▶ _Compiti ed esercizi_:
1/ Per quale stagione il testo su AlUla suggerisce di pianificare il viaggio?
2/ Trascriva fedelmente dal testo su AlUla il brano che inizia con "Viaggio ad AlUla in" e termina con "turismo di massa.".

▶ _Testo proposto_:
+++++
Viaggio ad AlUla in Arabia Saudita
AlUla, il nuovo sito archeologico nel cuore
dell’Arabia Saudita, deserto, rocce, arte,
antiche civiltà in un amalgama irripetibile
In Italia fa davvero molto caldo, figuriamoci in Arabia Saudita. Ma il momento per studiare e pianificare un viaggio ad AlUla per il prossimo inverno è proprio adesso. Ecco perché ve lo proponiamo: perché possiate godervelo al più presto, prima che ci arrivi il turismo di massa.
+++++
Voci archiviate

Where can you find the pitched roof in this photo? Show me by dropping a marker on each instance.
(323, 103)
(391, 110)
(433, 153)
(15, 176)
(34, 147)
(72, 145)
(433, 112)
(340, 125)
+++++
▶ _Soluzioni degli esercizi_:
1/ Per il prossimo inverno.

2/
Viaggio ad AlUla in Arabia Saudita
AlUla, il nuovo sito archeologico nel cuore
dell’Arabia Saudita, deserto, rocce, arte,
antiche civiltà in un amalgama irripetibile
In Italia fa davvero molto caldo, figuriamoci in Arabia Saudita. Ma il momento per studiare e pianificare un viaggio ad AlUla per il prossimo inverno è proprio adesso. Ecco perché ve lo proponiamo: perché possiate godervelo al più presto, prima che ci arrivi il turismo di massa.